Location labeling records
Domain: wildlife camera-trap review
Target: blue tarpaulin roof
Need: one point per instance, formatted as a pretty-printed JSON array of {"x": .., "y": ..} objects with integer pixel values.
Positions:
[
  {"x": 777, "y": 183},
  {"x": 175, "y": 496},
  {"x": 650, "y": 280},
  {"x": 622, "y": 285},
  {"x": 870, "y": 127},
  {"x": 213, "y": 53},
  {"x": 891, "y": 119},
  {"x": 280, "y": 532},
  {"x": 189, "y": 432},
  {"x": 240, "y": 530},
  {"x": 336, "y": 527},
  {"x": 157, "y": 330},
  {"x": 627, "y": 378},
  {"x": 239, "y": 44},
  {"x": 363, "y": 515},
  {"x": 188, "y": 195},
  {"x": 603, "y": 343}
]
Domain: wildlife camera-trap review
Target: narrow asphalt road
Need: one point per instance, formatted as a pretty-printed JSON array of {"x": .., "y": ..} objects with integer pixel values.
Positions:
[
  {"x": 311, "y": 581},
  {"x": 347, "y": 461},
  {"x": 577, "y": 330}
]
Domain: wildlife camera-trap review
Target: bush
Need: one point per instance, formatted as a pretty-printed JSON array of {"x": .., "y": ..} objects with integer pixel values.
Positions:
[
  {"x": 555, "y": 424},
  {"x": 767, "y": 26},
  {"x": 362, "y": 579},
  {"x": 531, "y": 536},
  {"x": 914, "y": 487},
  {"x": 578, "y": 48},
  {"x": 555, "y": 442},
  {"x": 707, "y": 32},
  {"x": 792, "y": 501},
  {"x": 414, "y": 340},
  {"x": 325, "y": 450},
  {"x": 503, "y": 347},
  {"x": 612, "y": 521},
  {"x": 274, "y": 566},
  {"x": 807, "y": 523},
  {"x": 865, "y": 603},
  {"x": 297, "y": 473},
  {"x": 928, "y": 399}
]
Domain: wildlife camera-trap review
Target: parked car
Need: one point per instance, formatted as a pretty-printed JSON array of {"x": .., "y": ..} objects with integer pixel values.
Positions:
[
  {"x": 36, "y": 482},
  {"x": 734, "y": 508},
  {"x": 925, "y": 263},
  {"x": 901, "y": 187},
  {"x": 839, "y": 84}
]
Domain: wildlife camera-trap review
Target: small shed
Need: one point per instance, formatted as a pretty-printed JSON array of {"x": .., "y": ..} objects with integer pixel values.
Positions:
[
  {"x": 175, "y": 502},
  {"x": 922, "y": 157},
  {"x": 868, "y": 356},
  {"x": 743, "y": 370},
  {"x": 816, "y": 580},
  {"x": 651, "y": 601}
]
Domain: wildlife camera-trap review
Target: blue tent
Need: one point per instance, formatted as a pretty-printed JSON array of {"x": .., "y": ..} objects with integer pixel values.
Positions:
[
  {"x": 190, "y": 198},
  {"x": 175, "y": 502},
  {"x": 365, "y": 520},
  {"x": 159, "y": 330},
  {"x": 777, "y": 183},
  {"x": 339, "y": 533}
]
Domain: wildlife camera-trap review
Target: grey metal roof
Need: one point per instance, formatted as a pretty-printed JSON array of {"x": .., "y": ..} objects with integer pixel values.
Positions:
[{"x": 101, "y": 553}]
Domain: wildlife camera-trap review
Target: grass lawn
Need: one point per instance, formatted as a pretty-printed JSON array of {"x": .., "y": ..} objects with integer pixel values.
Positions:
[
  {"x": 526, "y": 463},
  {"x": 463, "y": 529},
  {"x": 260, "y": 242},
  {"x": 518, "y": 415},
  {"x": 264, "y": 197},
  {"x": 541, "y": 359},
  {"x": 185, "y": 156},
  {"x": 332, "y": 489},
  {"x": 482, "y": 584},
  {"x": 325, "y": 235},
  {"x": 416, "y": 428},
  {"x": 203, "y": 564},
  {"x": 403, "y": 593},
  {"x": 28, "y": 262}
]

**TASK TO CARRY OUT**. Your task is to retype all of the records exactly.

**FULL ANSWER**.
Domain: wildlife camera-trap review
Target: blue tarpaulin roof
Need: one point per instance, formatted as a pretty-printed JSON array of {"x": .., "y": ..} objects with integer pixel values.
Positions:
[
  {"x": 777, "y": 183},
  {"x": 175, "y": 496},
  {"x": 650, "y": 280},
  {"x": 622, "y": 285},
  {"x": 870, "y": 127},
  {"x": 213, "y": 53},
  {"x": 891, "y": 119},
  {"x": 280, "y": 532},
  {"x": 189, "y": 432},
  {"x": 240, "y": 530},
  {"x": 336, "y": 527},
  {"x": 157, "y": 330},
  {"x": 627, "y": 378},
  {"x": 239, "y": 44},
  {"x": 363, "y": 515},
  {"x": 188, "y": 195},
  {"x": 603, "y": 343}
]
Domain: wildlife camera-trap review
Target: narrow asphalt road
Need: one point per instance, formatted as a pretty-printed JSON array of {"x": .., "y": ..} objects with integer pixel values.
Positions:
[
  {"x": 311, "y": 581},
  {"x": 347, "y": 461},
  {"x": 577, "y": 330}
]
Domain: wildlife camera-trap review
Target: bush
Need: one point per instance, formatted as a pretty-printed JSON array of {"x": .., "y": ..} objects with integer pixel values.
Positions:
[
  {"x": 555, "y": 424},
  {"x": 767, "y": 26},
  {"x": 362, "y": 579},
  {"x": 531, "y": 536},
  {"x": 914, "y": 487},
  {"x": 578, "y": 48},
  {"x": 555, "y": 442},
  {"x": 707, "y": 32},
  {"x": 792, "y": 501},
  {"x": 414, "y": 340},
  {"x": 325, "y": 450},
  {"x": 503, "y": 347},
  {"x": 612, "y": 521},
  {"x": 274, "y": 566},
  {"x": 807, "y": 523},
  {"x": 865, "y": 603},
  {"x": 297, "y": 473},
  {"x": 928, "y": 399}
]
Domain: wildlife camera-trap review
Target: parked car
Need: one point per instance, formatted as a pretty-printed JSON array of {"x": .., "y": ..} objects with integer pixel values.
Positions:
[
  {"x": 36, "y": 482},
  {"x": 734, "y": 508},
  {"x": 925, "y": 263},
  {"x": 901, "y": 187},
  {"x": 839, "y": 84}
]
Domain: wildlife camera-trap review
Target: small shed
Need: one point per instance, formatted as a pretty-printed JSON array of {"x": .., "y": ..} objects with integer pixel values.
Positions:
[
  {"x": 175, "y": 502},
  {"x": 922, "y": 157},
  {"x": 868, "y": 356},
  {"x": 743, "y": 370},
  {"x": 816, "y": 580},
  {"x": 651, "y": 601}
]
Domain: wildlife camera-trap review
Target: blue tent
Need: one point per instance, formatted as a pretty-printed JSON array of {"x": .., "y": ..} objects with integer pixel values.
Positions:
[
  {"x": 190, "y": 198},
  {"x": 175, "y": 502},
  {"x": 365, "y": 520},
  {"x": 159, "y": 330},
  {"x": 777, "y": 183},
  {"x": 339, "y": 533}
]
Domain: wildlife camera-trap review
Target: grey metal roof
Need: one point per instance, formatted as a pretty-printed JSON array of {"x": .., "y": ..} objects with integer pixel values.
Positions:
[{"x": 101, "y": 553}]
Domain: wildlife camera-trap review
Target: grass lawn
Need: one point per instance, formatted as a pretty-printed JSON array of {"x": .., "y": ..} objects with integer pixel values.
Positions:
[
  {"x": 526, "y": 463},
  {"x": 463, "y": 529},
  {"x": 260, "y": 242},
  {"x": 518, "y": 415},
  {"x": 264, "y": 197},
  {"x": 541, "y": 359},
  {"x": 185, "y": 156},
  {"x": 332, "y": 489},
  {"x": 482, "y": 584},
  {"x": 325, "y": 235},
  {"x": 416, "y": 428},
  {"x": 203, "y": 564},
  {"x": 403, "y": 593},
  {"x": 28, "y": 262}
]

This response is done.